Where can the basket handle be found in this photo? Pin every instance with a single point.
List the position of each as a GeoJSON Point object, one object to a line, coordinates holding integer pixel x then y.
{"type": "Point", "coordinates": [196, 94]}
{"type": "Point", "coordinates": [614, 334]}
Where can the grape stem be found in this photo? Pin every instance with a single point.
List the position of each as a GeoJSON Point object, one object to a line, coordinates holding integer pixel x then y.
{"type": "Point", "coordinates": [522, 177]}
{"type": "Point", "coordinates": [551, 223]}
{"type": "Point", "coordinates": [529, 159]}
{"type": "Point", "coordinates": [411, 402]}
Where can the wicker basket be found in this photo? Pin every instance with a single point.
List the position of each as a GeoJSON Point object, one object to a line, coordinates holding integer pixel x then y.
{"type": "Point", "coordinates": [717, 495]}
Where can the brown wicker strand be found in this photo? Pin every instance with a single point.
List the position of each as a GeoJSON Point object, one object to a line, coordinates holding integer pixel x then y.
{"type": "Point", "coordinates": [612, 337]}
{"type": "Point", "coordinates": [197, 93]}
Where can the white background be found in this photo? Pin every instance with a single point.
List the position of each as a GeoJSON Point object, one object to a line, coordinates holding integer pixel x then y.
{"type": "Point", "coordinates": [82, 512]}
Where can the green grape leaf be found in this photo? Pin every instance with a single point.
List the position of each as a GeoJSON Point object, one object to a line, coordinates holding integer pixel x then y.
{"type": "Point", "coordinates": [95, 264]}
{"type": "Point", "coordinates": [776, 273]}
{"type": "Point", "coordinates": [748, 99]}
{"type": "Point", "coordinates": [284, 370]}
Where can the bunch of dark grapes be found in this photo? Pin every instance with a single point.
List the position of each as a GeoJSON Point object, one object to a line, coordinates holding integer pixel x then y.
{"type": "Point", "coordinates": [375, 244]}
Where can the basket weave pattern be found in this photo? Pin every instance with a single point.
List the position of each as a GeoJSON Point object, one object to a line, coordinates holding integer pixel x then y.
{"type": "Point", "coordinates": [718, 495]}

========

* Description of the task
Put every item above into a two-column CSV headed text,answer, one row per item. Each field is quoted, and line breaks within it are replaced with spaces.

* Solution
text,answer
"Where can the basket handle be found in this photo? Pin every instance with a single point. List the position of each as a GeoJSON Point object, one object to a line, coordinates holding integer pixel x then y.","{""type"": ""Point"", ""coordinates"": [196, 94]} {""type"": ""Point"", ""coordinates"": [614, 334]}"
"Where can the grape stem be found in this photo? Pin every instance with a single point. List the position of each as a GeoJSON Point object, one object to a line, coordinates holding integer pixel x then y.","{""type"": ""Point"", ""coordinates"": [522, 177]} {""type"": ""Point"", ""coordinates"": [551, 223]} {""type"": ""Point"", ""coordinates"": [529, 159]} {""type"": ""Point"", ""coordinates"": [411, 402]}"
"Where can the wicker basket be found in this photo? Pin every instance with a single point. List the position of each as a GeoJSON Point object, one object to a line, coordinates holding integer pixel x then y.","{""type"": ""Point"", ""coordinates"": [717, 495]}"
"Where can the brown wicker strand be found in this photo? Pin every instance with a single point. List the position of each as a GeoJSON Point object, one object to a line, coordinates holding integer pixel x then y.","{""type"": ""Point"", ""coordinates"": [612, 337]} {""type"": ""Point"", ""coordinates"": [197, 93]}"
"Where can the white background be found in this photo? Pin every instance with a single point. List the position of each as a GeoJSON Point object, one object to a line, coordinates holding integer pixel x then y.","{""type"": ""Point"", ""coordinates"": [82, 512]}"
"Where can the green grape leaf be found in this photo? Pin every instance with a single point. List the position of each as a GeoJSON Point object, one object to a line, coordinates holding integer pixel x then y.","{""type"": ""Point"", ""coordinates"": [95, 264]} {""type"": ""Point"", ""coordinates"": [776, 273]} {""type"": ""Point"", ""coordinates"": [748, 99]} {""type"": ""Point"", ""coordinates"": [284, 370]}"
"Where can the bunch of dark grapes be found in this photo? Pin every instance with a single point. List the position of each as a GeoJSON Point object, one object to a line, coordinates holding integer pixel x then y.","{""type"": ""Point"", ""coordinates"": [375, 244]}"
"Where can the basket weave pattern be found in this photo? Pin every instance with a single point. List the position of each as a GeoJSON Point object, one object to a line, coordinates holding integer pixel x then y.","{""type"": ""Point"", ""coordinates"": [718, 495]}"